ENUNCIADO DA TAREFA >> Por favor, transcreva tudo o que vai desde "Pela criação de" até "teria mentido descaradamente?" no texto sobre memórias falsas, sem alterar nenhuma palavra.

TEXTO PARA ANÁLISE >>

__________

Pela criação de lembranças falsas
Alterando nossa memória, médicos poderiam ajudar pacientes a lidar com doenças e distúrbios
Elizabeth Loftus*
Durante a campanha para a Presidência dos EUA, em 2008, Hillary Clinton contou em um discurso que havia feito uma viagem assustadora à Bósnia 12 anos antes. “O helicóptero pousou em meio a tiros… Tivemos de correr com a cabeça abaixada para os veículos que nos esperavam.” Algo errado surgiu quando a imprensa procurou imagens daquele dia. Elas mostravam um pouso pacífico, e Hillary e sua filha sendo recepcionadas por estudantes. Nada do que a candidata falou havia acontecido. Hillary teria mentido descaradamente?
Talvez não. Ela pode simplesmente ter caído em um truque da memória. Não é difícil fazer pessoas se lembrar de coisas que nunca aconteceram. Memórias falsas podem surgir quando alguém nos conta uma versão incorreta do passado. Ou quando somos questionados de forma direcionada. Claro, isso é ruim porque distorce o passado. Mas acredito que podemos usar as memórias falsas para nos fazer bem – ajudando a superar doenças e distúrbios.

__________

DADOS EXTRAÍDOS >>
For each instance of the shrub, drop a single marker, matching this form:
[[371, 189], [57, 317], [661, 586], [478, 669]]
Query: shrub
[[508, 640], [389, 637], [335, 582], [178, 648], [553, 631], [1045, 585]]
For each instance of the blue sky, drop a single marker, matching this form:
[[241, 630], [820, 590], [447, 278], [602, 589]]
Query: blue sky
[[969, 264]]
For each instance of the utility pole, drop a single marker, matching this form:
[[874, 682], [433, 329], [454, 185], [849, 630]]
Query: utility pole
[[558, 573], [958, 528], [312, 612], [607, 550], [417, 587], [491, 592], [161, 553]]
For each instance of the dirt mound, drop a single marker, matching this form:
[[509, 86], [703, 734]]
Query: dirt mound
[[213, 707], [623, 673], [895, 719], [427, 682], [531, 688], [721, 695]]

__________

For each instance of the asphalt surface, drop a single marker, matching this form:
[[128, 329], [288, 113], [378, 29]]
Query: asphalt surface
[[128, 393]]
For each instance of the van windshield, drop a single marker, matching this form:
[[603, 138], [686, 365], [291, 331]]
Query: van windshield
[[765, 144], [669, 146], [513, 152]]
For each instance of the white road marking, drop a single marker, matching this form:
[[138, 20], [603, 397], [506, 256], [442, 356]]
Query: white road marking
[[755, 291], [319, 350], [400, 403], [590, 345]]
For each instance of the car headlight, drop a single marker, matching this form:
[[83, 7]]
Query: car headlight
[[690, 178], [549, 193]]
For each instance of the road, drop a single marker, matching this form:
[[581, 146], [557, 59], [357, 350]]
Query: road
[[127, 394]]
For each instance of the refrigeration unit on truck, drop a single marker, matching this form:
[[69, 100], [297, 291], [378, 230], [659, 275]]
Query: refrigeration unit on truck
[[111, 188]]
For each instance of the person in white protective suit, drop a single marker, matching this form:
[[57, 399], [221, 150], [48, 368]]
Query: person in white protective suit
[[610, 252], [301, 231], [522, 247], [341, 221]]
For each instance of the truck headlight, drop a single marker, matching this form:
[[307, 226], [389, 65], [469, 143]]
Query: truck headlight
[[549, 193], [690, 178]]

__________

RESULTADO DA TAREFA >>
Pela criação de lembranças falsas
Alterando nossa memória, médicos poderiam ajudar pacientes a lidar com doenças e distúrbios
Elizabeth Loftus*
Durante a campanha para a Presidência dos EUA, em 2008, Hillary Clinton contou em um discurso que havia feito uma viagem assustadora à Bósnia 12 anos antes. “O helicóptero pousou em meio a tiros… Tivemos de correr com a cabeça abaixada para os veículos que nos esperavam.” Algo errado surgiu quando a imprensa procurou imagens daquele dia. Elas mostravam um pouso pacífico, e Hillary e sua filha sendo recepcionadas por estudantes. Nada do que a candidata falou havia acontecido. Hillary teria mentido descaradamente?